Data for this task:
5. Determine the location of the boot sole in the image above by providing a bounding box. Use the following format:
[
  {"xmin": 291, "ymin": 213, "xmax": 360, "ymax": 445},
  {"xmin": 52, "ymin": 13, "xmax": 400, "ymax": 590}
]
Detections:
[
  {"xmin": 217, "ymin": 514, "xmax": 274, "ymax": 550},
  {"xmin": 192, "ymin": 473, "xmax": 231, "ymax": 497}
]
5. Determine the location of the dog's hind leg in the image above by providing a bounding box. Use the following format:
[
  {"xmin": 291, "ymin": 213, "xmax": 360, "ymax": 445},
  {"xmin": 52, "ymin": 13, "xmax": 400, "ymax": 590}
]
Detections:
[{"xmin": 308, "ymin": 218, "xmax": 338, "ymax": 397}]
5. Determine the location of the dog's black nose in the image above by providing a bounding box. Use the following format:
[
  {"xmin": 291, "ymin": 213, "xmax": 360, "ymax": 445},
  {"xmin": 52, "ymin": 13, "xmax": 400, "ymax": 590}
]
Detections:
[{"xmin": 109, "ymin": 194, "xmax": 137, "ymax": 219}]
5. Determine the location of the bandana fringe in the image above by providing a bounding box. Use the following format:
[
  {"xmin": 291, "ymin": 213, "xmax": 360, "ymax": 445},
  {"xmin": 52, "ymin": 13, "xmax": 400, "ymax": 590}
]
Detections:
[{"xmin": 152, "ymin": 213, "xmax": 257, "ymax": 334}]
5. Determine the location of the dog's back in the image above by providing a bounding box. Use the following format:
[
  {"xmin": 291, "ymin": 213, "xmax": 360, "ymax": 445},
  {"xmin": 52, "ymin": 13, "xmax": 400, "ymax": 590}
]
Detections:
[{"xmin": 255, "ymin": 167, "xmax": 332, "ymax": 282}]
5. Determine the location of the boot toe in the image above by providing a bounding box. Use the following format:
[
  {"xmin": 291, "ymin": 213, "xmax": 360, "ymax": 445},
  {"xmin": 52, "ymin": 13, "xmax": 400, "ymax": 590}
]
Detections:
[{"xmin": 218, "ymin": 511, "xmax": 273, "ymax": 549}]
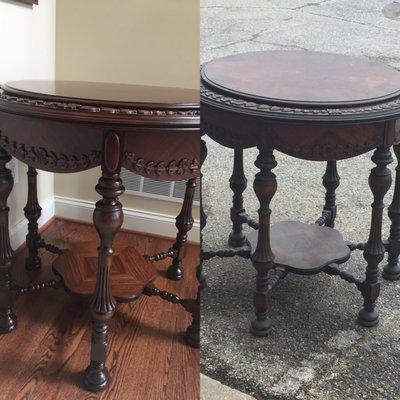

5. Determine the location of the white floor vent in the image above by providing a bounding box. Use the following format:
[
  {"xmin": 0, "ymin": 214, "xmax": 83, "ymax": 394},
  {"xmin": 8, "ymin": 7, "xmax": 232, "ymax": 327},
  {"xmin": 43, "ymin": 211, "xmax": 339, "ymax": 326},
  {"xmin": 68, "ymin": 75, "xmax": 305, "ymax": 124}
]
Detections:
[{"xmin": 120, "ymin": 169, "xmax": 200, "ymax": 204}]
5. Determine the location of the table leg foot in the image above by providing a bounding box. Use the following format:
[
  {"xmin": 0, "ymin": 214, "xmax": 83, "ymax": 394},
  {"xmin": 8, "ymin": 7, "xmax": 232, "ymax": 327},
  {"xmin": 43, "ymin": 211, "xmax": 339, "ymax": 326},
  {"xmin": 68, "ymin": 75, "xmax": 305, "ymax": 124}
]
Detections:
[
  {"xmin": 382, "ymin": 263, "xmax": 400, "ymax": 281},
  {"xmin": 250, "ymin": 315, "xmax": 272, "ymax": 336},
  {"xmin": 166, "ymin": 265, "xmax": 182, "ymax": 281},
  {"xmin": 357, "ymin": 307, "xmax": 379, "ymax": 327},
  {"xmin": 84, "ymin": 359, "xmax": 109, "ymax": 392}
]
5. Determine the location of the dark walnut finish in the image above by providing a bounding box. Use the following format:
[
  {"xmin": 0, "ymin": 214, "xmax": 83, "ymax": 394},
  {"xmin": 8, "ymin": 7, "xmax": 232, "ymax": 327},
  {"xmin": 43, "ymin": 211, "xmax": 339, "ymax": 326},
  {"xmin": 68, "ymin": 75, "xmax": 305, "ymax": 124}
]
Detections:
[
  {"xmin": 229, "ymin": 148, "xmax": 248, "ymax": 247},
  {"xmin": 248, "ymin": 221, "xmax": 351, "ymax": 274},
  {"xmin": 24, "ymin": 167, "xmax": 42, "ymax": 270},
  {"xmin": 0, "ymin": 80, "xmax": 200, "ymax": 391},
  {"xmin": 201, "ymin": 50, "xmax": 400, "ymax": 335},
  {"xmin": 383, "ymin": 143, "xmax": 400, "ymax": 280},
  {"xmin": 0, "ymin": 149, "xmax": 16, "ymax": 333},
  {"xmin": 183, "ymin": 139, "xmax": 208, "ymax": 347},
  {"xmin": 167, "ymin": 178, "xmax": 197, "ymax": 280}
]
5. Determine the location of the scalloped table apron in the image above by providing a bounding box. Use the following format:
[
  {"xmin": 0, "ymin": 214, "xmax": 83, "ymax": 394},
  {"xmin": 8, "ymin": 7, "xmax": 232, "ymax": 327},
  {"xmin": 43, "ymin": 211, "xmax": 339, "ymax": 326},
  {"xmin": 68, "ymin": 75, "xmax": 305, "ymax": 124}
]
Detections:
[
  {"xmin": 201, "ymin": 50, "xmax": 400, "ymax": 336},
  {"xmin": 0, "ymin": 80, "xmax": 200, "ymax": 392}
]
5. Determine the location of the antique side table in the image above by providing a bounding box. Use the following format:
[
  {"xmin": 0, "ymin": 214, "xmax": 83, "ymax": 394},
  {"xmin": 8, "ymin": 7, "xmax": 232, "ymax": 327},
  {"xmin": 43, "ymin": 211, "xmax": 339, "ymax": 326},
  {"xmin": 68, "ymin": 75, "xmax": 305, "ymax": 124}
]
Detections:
[
  {"xmin": 201, "ymin": 51, "xmax": 400, "ymax": 336},
  {"xmin": 0, "ymin": 80, "xmax": 200, "ymax": 391}
]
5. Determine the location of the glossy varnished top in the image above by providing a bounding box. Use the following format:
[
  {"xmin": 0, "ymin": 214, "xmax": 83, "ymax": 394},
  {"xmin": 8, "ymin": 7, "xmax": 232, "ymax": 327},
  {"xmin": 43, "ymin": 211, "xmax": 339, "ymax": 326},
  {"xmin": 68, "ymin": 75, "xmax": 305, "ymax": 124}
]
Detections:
[
  {"xmin": 0, "ymin": 80, "xmax": 199, "ymax": 126},
  {"xmin": 3, "ymin": 80, "xmax": 199, "ymax": 108},
  {"xmin": 201, "ymin": 51, "xmax": 400, "ymax": 123},
  {"xmin": 202, "ymin": 51, "xmax": 400, "ymax": 107}
]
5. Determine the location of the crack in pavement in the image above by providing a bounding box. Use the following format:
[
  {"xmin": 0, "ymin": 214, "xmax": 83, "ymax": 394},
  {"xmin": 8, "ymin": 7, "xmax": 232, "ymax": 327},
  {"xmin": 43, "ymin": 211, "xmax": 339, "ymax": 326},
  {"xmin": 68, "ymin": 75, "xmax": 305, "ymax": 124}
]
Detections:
[
  {"xmin": 207, "ymin": 28, "xmax": 271, "ymax": 51},
  {"xmin": 255, "ymin": 41, "xmax": 309, "ymax": 51},
  {"xmin": 301, "ymin": 10, "xmax": 400, "ymax": 32},
  {"xmin": 292, "ymin": 0, "xmax": 330, "ymax": 11}
]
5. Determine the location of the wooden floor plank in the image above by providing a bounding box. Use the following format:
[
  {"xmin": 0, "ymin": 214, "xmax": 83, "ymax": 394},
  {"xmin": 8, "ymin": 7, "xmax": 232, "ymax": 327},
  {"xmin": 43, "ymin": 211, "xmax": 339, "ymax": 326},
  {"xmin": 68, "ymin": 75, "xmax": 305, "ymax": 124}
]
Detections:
[{"xmin": 0, "ymin": 220, "xmax": 199, "ymax": 400}]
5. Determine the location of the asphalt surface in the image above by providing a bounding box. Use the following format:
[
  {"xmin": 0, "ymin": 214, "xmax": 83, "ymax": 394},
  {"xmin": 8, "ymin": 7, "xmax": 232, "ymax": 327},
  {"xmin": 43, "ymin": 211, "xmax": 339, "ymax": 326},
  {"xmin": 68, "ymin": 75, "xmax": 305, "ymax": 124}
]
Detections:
[{"xmin": 200, "ymin": 1, "xmax": 400, "ymax": 399}]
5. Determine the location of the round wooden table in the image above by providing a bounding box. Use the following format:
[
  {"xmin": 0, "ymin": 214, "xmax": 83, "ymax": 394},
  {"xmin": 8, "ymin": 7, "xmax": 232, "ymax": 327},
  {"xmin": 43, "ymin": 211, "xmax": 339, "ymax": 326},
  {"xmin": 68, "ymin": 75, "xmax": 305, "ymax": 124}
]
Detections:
[
  {"xmin": 0, "ymin": 80, "xmax": 200, "ymax": 391},
  {"xmin": 201, "ymin": 50, "xmax": 400, "ymax": 336}
]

Requirement: Which lines of the entries above contain the word "floor"? Copy each of them.

Expected answer:
5. Determine the location of the white floor vent in the image above by providing a bounding box. Use the following format:
5. Determine the location of the wooden floor plank in the image above by providing a bounding box. Use the following format:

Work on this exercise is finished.